* _WHAT IS BEING ASKED_
Filter the records below and copy every line that contains the word "parked", matching case exactly.

## START EXTRACTED ENTRIES

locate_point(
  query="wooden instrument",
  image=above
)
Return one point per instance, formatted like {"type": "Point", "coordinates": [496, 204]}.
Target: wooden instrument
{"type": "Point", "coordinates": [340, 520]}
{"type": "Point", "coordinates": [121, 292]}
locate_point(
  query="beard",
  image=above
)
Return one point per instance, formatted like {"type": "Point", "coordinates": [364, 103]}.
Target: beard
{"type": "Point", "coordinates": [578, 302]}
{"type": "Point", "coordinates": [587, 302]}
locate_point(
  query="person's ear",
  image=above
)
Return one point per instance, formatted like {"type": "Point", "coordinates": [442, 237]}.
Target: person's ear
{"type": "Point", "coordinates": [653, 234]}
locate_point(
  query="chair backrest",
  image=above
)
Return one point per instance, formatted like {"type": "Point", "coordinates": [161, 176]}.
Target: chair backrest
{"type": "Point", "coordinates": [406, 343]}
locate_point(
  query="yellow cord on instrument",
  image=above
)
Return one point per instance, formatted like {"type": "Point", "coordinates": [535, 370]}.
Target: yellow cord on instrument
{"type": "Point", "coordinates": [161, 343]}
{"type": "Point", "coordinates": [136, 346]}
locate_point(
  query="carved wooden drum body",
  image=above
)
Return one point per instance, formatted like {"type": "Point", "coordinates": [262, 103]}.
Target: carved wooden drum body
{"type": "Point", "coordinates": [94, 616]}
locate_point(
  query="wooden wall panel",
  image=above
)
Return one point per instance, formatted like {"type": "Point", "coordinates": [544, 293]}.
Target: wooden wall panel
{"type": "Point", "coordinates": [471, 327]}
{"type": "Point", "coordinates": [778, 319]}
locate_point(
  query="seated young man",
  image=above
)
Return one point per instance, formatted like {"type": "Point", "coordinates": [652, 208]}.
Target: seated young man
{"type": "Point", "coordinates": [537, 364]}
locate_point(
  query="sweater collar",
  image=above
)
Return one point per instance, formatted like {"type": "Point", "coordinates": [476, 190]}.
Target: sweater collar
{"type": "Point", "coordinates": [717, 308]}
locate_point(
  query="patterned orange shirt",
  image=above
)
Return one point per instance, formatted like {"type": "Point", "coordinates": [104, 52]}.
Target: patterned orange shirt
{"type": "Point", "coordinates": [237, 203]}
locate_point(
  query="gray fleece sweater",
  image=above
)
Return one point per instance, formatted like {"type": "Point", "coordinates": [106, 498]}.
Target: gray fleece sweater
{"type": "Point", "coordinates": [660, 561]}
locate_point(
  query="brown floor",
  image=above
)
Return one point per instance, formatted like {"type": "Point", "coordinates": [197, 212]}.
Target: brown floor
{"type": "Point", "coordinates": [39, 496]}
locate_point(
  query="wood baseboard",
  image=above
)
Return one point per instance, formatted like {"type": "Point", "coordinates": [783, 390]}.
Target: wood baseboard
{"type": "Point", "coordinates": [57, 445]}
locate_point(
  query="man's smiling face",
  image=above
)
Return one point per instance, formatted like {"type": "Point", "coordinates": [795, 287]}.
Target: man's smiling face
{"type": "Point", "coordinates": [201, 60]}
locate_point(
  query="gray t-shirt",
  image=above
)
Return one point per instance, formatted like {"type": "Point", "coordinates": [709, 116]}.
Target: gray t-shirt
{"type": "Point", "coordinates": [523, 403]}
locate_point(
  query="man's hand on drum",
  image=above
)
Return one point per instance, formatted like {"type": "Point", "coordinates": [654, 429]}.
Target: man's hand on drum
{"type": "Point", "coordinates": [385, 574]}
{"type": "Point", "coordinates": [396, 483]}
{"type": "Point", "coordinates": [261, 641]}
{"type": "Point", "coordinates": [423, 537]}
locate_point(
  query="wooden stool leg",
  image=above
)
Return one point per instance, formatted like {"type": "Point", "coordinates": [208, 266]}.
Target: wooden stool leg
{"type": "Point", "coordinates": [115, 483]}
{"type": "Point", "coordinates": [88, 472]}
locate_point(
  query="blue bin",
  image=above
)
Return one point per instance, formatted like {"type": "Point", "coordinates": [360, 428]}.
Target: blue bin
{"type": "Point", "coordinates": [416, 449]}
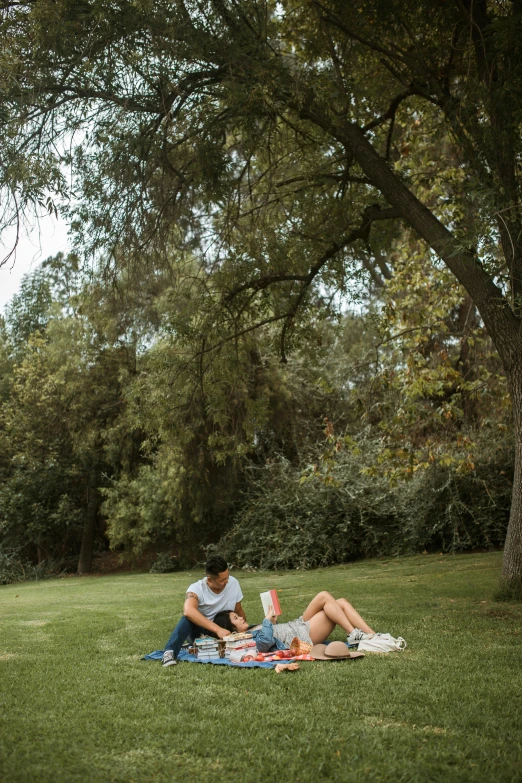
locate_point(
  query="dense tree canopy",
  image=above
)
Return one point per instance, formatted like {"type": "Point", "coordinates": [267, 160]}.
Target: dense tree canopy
{"type": "Point", "coordinates": [277, 150]}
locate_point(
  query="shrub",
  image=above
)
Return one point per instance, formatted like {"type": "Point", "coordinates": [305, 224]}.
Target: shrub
{"type": "Point", "coordinates": [285, 523]}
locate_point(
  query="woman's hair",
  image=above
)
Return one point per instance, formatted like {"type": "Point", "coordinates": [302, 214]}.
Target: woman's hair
{"type": "Point", "coordinates": [223, 620]}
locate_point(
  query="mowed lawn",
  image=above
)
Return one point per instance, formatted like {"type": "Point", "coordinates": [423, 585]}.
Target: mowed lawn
{"type": "Point", "coordinates": [78, 704]}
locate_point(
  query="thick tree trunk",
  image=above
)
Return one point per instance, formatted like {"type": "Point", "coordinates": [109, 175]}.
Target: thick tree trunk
{"type": "Point", "coordinates": [86, 551]}
{"type": "Point", "coordinates": [512, 562]}
{"type": "Point", "coordinates": [504, 327]}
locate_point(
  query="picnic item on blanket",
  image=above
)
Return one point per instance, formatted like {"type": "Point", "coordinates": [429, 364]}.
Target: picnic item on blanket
{"type": "Point", "coordinates": [286, 667]}
{"type": "Point", "coordinates": [239, 642]}
{"type": "Point", "coordinates": [299, 647]}
{"type": "Point", "coordinates": [382, 642]}
{"type": "Point", "coordinates": [268, 599]}
{"type": "Point", "coordinates": [206, 648]}
{"type": "Point", "coordinates": [335, 651]}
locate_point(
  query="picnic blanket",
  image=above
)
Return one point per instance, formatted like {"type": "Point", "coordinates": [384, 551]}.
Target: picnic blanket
{"type": "Point", "coordinates": [185, 656]}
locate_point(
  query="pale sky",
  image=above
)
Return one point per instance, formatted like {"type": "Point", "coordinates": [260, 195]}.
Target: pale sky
{"type": "Point", "coordinates": [45, 239]}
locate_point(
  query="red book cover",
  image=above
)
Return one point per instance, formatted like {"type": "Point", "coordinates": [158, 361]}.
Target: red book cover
{"type": "Point", "coordinates": [270, 598]}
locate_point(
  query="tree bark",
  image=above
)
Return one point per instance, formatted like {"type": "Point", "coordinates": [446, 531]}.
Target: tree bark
{"type": "Point", "coordinates": [502, 324]}
{"type": "Point", "coordinates": [512, 560]}
{"type": "Point", "coordinates": [89, 527]}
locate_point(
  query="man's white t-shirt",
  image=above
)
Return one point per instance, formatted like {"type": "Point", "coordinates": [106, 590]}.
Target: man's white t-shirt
{"type": "Point", "coordinates": [210, 603]}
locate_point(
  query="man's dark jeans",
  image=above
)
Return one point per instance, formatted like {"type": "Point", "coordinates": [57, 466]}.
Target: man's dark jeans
{"type": "Point", "coordinates": [185, 629]}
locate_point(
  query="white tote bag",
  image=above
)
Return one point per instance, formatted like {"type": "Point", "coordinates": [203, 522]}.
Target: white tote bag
{"type": "Point", "coordinates": [382, 642]}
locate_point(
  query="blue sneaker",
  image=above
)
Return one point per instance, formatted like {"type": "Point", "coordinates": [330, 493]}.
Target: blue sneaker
{"type": "Point", "coordinates": [168, 658]}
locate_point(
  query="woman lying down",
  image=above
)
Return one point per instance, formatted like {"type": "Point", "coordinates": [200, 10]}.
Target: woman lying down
{"type": "Point", "coordinates": [316, 623]}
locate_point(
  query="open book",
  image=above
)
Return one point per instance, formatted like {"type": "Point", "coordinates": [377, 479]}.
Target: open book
{"type": "Point", "coordinates": [270, 598]}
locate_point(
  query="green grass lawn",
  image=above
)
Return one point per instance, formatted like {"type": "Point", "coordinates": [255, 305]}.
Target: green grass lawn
{"type": "Point", "coordinates": [78, 704]}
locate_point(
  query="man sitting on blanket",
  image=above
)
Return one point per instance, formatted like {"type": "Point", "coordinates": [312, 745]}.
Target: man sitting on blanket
{"type": "Point", "coordinates": [216, 592]}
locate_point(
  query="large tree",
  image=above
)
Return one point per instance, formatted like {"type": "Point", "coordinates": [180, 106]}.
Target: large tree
{"type": "Point", "coordinates": [283, 142]}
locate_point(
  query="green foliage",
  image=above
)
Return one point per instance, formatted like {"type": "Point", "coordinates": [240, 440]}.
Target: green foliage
{"type": "Point", "coordinates": [287, 523]}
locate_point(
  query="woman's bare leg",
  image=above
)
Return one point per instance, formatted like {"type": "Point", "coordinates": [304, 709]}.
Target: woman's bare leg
{"type": "Point", "coordinates": [325, 605]}
{"type": "Point", "coordinates": [320, 627]}
{"type": "Point", "coordinates": [353, 616]}
{"type": "Point", "coordinates": [317, 604]}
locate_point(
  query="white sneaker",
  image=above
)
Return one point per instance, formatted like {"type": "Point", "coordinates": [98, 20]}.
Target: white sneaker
{"type": "Point", "coordinates": [168, 658]}
{"type": "Point", "coordinates": [357, 636]}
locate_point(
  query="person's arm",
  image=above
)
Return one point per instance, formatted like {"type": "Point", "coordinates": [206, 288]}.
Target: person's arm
{"type": "Point", "coordinates": [265, 636]}
{"type": "Point", "coordinates": [192, 613]}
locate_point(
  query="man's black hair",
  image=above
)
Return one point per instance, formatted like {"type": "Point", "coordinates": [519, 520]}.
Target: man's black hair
{"type": "Point", "coordinates": [215, 565]}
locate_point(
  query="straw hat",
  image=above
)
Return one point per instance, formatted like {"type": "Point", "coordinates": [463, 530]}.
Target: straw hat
{"type": "Point", "coordinates": [335, 651]}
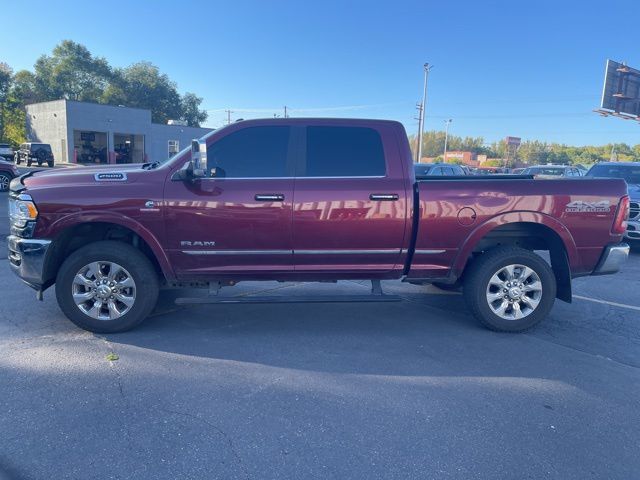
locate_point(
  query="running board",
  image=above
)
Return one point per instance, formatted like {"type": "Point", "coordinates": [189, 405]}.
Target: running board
{"type": "Point", "coordinates": [292, 299]}
{"type": "Point", "coordinates": [376, 295]}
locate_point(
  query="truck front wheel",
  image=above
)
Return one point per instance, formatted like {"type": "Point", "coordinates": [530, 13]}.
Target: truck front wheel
{"type": "Point", "coordinates": [107, 287]}
{"type": "Point", "coordinates": [510, 289]}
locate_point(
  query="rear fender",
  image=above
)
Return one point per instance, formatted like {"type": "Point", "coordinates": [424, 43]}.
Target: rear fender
{"type": "Point", "coordinates": [464, 254]}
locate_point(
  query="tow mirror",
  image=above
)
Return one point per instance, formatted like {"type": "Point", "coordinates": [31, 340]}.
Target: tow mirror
{"type": "Point", "coordinates": [197, 166]}
{"type": "Point", "coordinates": [199, 158]}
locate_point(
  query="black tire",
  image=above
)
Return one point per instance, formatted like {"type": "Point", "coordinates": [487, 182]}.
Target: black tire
{"type": "Point", "coordinates": [476, 288]}
{"type": "Point", "coordinates": [5, 179]}
{"type": "Point", "coordinates": [136, 264]}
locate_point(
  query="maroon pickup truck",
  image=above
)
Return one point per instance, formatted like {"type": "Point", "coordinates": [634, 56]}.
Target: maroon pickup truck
{"type": "Point", "coordinates": [307, 200]}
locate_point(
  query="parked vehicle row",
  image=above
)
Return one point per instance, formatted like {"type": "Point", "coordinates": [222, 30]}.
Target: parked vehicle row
{"type": "Point", "coordinates": [8, 172]}
{"type": "Point", "coordinates": [321, 200]}
{"type": "Point", "coordinates": [34, 152]}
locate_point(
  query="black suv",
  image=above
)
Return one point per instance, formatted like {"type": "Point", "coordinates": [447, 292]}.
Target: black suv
{"type": "Point", "coordinates": [30, 152]}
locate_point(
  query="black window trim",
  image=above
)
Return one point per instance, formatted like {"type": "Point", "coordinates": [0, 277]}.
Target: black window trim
{"type": "Point", "coordinates": [301, 168]}
{"type": "Point", "coordinates": [289, 162]}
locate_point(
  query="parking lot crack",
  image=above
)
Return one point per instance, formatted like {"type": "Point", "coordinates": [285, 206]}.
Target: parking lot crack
{"type": "Point", "coordinates": [219, 430]}
{"type": "Point", "coordinates": [114, 369]}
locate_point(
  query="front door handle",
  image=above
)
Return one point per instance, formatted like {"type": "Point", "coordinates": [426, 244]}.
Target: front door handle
{"type": "Point", "coordinates": [269, 197]}
{"type": "Point", "coordinates": [384, 197]}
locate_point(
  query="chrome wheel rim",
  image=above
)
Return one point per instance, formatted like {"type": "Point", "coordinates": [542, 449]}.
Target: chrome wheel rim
{"type": "Point", "coordinates": [4, 183]}
{"type": "Point", "coordinates": [514, 292]}
{"type": "Point", "coordinates": [104, 290]}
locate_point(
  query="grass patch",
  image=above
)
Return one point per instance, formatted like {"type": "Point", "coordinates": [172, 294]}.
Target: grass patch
{"type": "Point", "coordinates": [112, 357]}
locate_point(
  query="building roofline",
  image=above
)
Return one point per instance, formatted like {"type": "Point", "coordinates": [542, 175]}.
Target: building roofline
{"type": "Point", "coordinates": [65, 100]}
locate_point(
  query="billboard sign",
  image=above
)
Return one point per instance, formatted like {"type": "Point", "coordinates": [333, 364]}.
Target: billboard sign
{"type": "Point", "coordinates": [513, 141]}
{"type": "Point", "coordinates": [621, 90]}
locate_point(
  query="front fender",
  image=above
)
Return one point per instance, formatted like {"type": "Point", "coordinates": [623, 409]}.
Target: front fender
{"type": "Point", "coordinates": [67, 221]}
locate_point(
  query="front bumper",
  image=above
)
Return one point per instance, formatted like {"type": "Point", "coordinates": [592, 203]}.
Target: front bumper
{"type": "Point", "coordinates": [27, 258]}
{"type": "Point", "coordinates": [613, 257]}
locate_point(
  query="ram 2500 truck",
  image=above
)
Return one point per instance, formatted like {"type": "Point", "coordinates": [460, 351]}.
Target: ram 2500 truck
{"type": "Point", "coordinates": [307, 200]}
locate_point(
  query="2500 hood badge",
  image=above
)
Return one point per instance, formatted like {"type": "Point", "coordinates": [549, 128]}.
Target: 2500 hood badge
{"type": "Point", "coordinates": [603, 206]}
{"type": "Point", "coordinates": [110, 177]}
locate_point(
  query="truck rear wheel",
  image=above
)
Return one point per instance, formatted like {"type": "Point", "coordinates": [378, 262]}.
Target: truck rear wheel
{"type": "Point", "coordinates": [107, 287]}
{"type": "Point", "coordinates": [510, 289]}
{"type": "Point", "coordinates": [5, 180]}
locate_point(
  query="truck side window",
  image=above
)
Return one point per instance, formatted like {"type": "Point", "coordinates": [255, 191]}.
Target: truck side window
{"type": "Point", "coordinates": [251, 152]}
{"type": "Point", "coordinates": [344, 152]}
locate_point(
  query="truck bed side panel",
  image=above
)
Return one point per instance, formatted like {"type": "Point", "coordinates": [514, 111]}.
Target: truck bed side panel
{"type": "Point", "coordinates": [454, 215]}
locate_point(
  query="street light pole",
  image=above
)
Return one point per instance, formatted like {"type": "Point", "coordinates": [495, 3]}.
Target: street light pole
{"type": "Point", "coordinates": [427, 67]}
{"type": "Point", "coordinates": [446, 138]}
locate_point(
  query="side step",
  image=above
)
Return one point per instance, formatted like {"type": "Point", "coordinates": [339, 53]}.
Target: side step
{"type": "Point", "coordinates": [292, 299]}
{"type": "Point", "coordinates": [376, 296]}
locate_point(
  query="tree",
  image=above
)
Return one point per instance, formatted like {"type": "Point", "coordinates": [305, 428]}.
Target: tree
{"type": "Point", "coordinates": [191, 112]}
{"type": "Point", "coordinates": [6, 77]}
{"type": "Point", "coordinates": [71, 72]}
{"type": "Point", "coordinates": [141, 85]}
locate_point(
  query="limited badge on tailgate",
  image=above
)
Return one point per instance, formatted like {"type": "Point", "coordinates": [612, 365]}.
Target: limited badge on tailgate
{"type": "Point", "coordinates": [603, 206]}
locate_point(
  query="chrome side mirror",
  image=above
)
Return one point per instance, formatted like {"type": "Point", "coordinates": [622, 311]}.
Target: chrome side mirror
{"type": "Point", "coordinates": [199, 158]}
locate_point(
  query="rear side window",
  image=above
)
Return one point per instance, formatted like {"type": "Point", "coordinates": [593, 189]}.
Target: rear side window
{"type": "Point", "coordinates": [251, 152]}
{"type": "Point", "coordinates": [344, 152]}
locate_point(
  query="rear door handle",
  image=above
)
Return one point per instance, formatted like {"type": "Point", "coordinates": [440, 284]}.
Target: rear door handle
{"type": "Point", "coordinates": [384, 197]}
{"type": "Point", "coordinates": [269, 197]}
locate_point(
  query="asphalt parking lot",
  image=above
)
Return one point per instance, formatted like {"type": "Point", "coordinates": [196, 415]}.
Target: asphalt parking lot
{"type": "Point", "coordinates": [414, 389]}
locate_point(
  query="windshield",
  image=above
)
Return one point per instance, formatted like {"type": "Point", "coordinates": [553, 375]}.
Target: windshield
{"type": "Point", "coordinates": [422, 170]}
{"type": "Point", "coordinates": [544, 171]}
{"type": "Point", "coordinates": [630, 173]}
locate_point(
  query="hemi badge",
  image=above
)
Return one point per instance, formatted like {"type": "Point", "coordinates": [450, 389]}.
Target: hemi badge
{"type": "Point", "coordinates": [111, 177]}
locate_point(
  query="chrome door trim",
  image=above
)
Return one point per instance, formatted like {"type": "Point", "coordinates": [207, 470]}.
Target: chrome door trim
{"type": "Point", "coordinates": [289, 252]}
{"type": "Point", "coordinates": [238, 252]}
{"type": "Point", "coordinates": [348, 252]}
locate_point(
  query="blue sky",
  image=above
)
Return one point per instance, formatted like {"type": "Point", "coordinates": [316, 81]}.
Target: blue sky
{"type": "Point", "coordinates": [532, 68]}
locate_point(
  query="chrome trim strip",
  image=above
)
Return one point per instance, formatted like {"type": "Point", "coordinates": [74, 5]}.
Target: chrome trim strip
{"type": "Point", "coordinates": [287, 178]}
{"type": "Point", "coordinates": [289, 252]}
{"type": "Point", "coordinates": [347, 252]}
{"type": "Point", "coordinates": [238, 252]}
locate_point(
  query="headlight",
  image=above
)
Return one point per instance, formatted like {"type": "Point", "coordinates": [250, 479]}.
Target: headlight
{"type": "Point", "coordinates": [22, 210]}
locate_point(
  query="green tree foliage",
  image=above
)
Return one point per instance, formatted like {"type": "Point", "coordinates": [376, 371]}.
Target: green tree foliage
{"type": "Point", "coordinates": [191, 112]}
{"type": "Point", "coordinates": [6, 77]}
{"type": "Point", "coordinates": [530, 152]}
{"type": "Point", "coordinates": [142, 85]}
{"type": "Point", "coordinates": [73, 73]}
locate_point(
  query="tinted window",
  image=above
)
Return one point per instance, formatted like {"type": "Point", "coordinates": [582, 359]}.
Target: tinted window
{"type": "Point", "coordinates": [421, 170]}
{"type": "Point", "coordinates": [251, 152]}
{"type": "Point", "coordinates": [545, 171]}
{"type": "Point", "coordinates": [630, 173]}
{"type": "Point", "coordinates": [344, 152]}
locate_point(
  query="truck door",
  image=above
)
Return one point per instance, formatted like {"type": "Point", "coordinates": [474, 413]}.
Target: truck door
{"type": "Point", "coordinates": [350, 204]}
{"type": "Point", "coordinates": [240, 220]}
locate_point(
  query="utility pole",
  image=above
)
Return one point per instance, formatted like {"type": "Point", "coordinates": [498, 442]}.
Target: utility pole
{"type": "Point", "coordinates": [423, 105]}
{"type": "Point", "coordinates": [446, 138]}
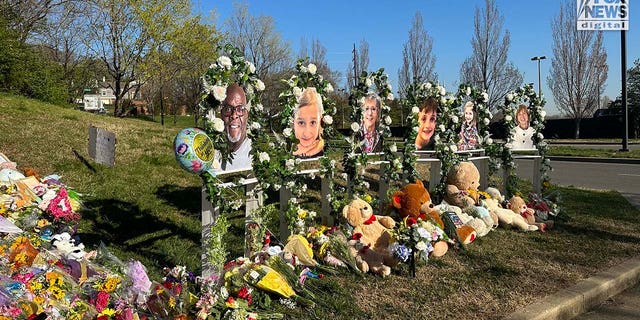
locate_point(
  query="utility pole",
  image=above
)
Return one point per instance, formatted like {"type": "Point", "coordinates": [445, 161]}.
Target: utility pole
{"type": "Point", "coordinates": [623, 60]}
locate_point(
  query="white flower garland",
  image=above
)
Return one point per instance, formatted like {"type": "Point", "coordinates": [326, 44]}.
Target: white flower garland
{"type": "Point", "coordinates": [445, 135]}
{"type": "Point", "coordinates": [524, 95]}
{"type": "Point", "coordinates": [285, 164]}
{"type": "Point", "coordinates": [370, 82]}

## END EXTRACTED ENTRIES

* _RESULT OF THIS EXERCISE_
  query="parked vehicle row",
Target: parked vehicle row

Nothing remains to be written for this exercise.